■ **提示された文章**
---

福井城下常磐町(現春山2丁目)で外科医の子として生まれました。学問が好きで10歳の時「三国誌」を通読していたと言われています。15歳で「啓発録」を著しました。

1849年大阪に出て、緒方洪庵の適塾で蘭学医学を学び、帰郷して家督を継ぎ19歳で藩医となりました。1854年江戸に出て洋学を学び、藩主に認められ、(このころには、英語・ドイツ語を習得)藩校明道館の学監となり、実学精神をとなえて学風を一新し、洋書習学所を設置し洋楽の積極的摂取に乗り出すと同時に、藩の重臣達と共に藩政改革を行い、物産振興の裏打ちによる、積極的開国貿易論を提唱し、攘夷開国論へ導くなど手腕を振るいました。

藩主松平慶永の側近者として京へ登り、将軍の後継ぎ問題や、幕府の外交政策について、大老の井伊直弼に反対したため(一橋慶喜の擁立と、開港説)、安政の大獄で訊問を受け、身分を越えた行為として死罪を申し渡され、江戸伝馬町の獄舎にて26歳の若さで処刑され、無念の死をとげました。
橋本左内は、中国の英雄岳飛を敬い、12歳の時に、自ら景岳と号した。
「獄中の作」 (安政六年)
  苦冤(くえん) 洗い難く 恨み禁じ難し
  俯すれば則ち悲痛 仰げば則ち吟ず
  昨夜 城中 霜始めて (お)つ
  誰か知る 松柏後凋の心
橋本左内のエピソード1
ある人の外傷がひどくなった時、いきなりやきごてを創部に当てようとしたので、隣人が諫めると、「化膿創の治し方は知らぬが、火傷の治し方なら知って居る故、先ず火傷にするのだ」と、言ったそうです。

---

画像に基づくポインティングデータ:
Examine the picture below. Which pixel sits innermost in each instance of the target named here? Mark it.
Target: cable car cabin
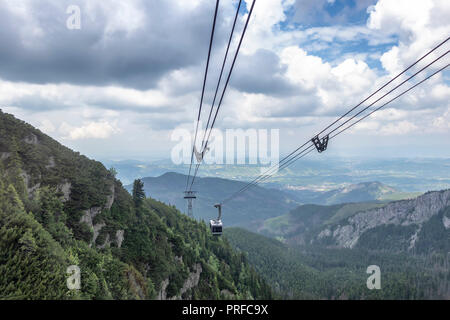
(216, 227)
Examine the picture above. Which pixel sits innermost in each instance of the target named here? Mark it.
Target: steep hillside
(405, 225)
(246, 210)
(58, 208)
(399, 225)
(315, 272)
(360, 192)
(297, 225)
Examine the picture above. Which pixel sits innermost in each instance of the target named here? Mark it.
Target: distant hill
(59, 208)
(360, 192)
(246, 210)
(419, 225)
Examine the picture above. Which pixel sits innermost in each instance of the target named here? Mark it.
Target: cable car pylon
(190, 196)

---

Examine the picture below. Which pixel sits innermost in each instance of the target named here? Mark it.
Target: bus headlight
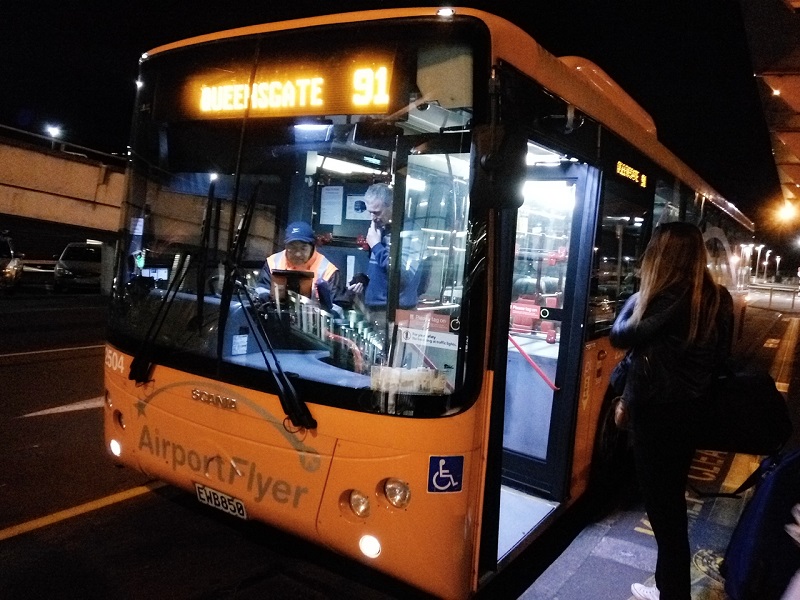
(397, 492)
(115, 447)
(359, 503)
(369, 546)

---

■ **資料の探究**
**1)** 橋本左内についての文章から、「福井城下常磐町(現春山2丁目」から「され、無念の死をとげました。」に至るまでのすべてを、一字も変えずに返してください。
**2)** 橋本左内についての文章の続きを、最後の文の後から書き足してください。

■ **各問の解答**
**1)**
福井城下常磐町(現春山2丁目)で外科医の子として生まれました。学問が好きで10歳の時「三国誌」を通読していたと言われています。15歳で「啓発録」を著しました。

1849年大阪に出て、緒方洪庵の適塾で蘭学医学を学び、帰郷して家督を継ぎ19歳で藩医となりました。1854年江戸に出て洋学を学び、藩主に認められ、(このころには、英語・ドイツ語を習得)藩校明道館の学監となり、実学精神をとなえて学風を一新し、洋書習学所を設置し洋楽の積極的摂取に乗り出すと同時に、藩の重臣達と共に藩政改革を行い、物産振興の裏打ちによる、積極的開国貿易論を提唱し、攘夷開国論へ導くなど手腕を振るいました。

藩主松平慶永の側近者として京へ登り、将軍の後継ぎ問題や、幕府の外交政策について、大老の井伊直弼に反対したため(一橋慶喜の擁立と、開港説)、安政の大獄で訊問を受け、身分を越えた行為として死罪を申し渡され、江戸伝馬町の獄舎にて26歳の若さで処刑され、無念の死をとげました。

**2)**
橋本左内のエピソード2
松平春嶽公が「当藩には残念ながら人物が居らぬ」と嘆いた時、水戸藩の藤田東湖が、「橋本が居るではないか」と、若き左内を洞察していて、公をたしなめたそうである。西郷隆盛でさえ、若き左内を対等に処遇し、左内の刑死を知った時、手紙の中で、左内の死について、次のように書いています。「橋本迄死刑に逢い候儀案外、悲憤千万堪え難き時世に御座候。」。そして、彼は城山で自決する時まで左内の手紙をふところに入れており、「橋本先生が生きて居られたらのう」と、云ったと言われています。
参考 啓発録(一部抜粋)(ちなみに、これは左内15歳のときの文章です)
一、「稚心を去る」
 稚とはすべて水くさき処ありて、物の熟して旨き味のなきを申すなり。この心毛ほどにても残り是れ有る時は、何事も上達致さず、とても天下の大豪傑と成る事は叶わぬ物にて候。
 一、「気を振ふ」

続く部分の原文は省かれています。